Items from a labeling collection:
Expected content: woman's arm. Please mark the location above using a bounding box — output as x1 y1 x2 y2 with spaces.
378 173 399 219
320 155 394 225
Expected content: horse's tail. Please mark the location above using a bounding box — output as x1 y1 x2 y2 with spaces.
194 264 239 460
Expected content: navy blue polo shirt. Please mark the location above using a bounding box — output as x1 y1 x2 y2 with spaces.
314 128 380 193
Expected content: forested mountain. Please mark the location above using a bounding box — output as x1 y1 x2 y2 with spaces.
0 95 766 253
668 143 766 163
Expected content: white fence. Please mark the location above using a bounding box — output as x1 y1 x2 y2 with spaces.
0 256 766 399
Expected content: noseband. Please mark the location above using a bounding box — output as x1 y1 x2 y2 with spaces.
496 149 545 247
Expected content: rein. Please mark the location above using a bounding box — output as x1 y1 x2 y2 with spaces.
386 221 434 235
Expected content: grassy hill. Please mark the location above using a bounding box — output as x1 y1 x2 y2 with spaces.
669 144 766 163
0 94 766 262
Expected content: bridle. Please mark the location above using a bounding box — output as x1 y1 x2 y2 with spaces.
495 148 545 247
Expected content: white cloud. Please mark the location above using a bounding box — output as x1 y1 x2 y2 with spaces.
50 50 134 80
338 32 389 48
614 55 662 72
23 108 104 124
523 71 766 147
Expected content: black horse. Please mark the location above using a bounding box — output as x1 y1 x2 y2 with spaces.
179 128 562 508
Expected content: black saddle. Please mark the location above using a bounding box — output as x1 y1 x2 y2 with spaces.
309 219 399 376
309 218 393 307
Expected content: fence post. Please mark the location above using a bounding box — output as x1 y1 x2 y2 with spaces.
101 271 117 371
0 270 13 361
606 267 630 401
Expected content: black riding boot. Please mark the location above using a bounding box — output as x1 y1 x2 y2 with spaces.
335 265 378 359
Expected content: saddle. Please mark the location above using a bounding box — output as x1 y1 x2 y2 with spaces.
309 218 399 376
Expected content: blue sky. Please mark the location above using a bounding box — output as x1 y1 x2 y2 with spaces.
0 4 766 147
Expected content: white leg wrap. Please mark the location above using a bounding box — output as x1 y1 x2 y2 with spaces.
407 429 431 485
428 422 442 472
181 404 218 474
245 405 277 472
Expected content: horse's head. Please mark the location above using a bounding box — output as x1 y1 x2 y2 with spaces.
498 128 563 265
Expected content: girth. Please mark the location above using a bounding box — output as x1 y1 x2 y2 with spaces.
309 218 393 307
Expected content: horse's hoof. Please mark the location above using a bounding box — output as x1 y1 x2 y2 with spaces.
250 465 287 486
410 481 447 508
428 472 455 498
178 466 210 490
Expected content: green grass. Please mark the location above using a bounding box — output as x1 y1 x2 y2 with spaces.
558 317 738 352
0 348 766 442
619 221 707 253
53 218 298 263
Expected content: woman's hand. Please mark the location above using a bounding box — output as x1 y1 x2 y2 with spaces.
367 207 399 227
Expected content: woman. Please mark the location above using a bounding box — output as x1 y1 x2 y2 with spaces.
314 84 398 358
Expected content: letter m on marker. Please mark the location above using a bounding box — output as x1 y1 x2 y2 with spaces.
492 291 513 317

**TASK DIRECTIONS**
Print the rows from the start through the line containing "0 256 766 399", inclusive, reproducing every line without changes.

**SOLUTION FOR THIS EXERCISE**
Expected content: woman's arm. Please mark the location above using a bounding box — output as x1 y1 x2 y2 with spaces.
378 173 399 219
320 155 394 225
Expected content: horse's tail. Please mark the location above using a bounding box — output as x1 y1 x2 y2 with spaces.
194 264 239 460
Expected content: navy blue polo shirt. Please mark the location above using a bounding box — output as x1 y1 x2 y2 with spaces.
314 128 380 193
Expected content: forested mountain. Please mark the location above using a bounding box — output as x1 y1 x2 y2 with spaces.
0 95 766 253
668 143 766 163
Expected content: white fence. Please mark the location above using a bounding box — output as x1 y1 x2 y2 with spaces.
0 256 766 399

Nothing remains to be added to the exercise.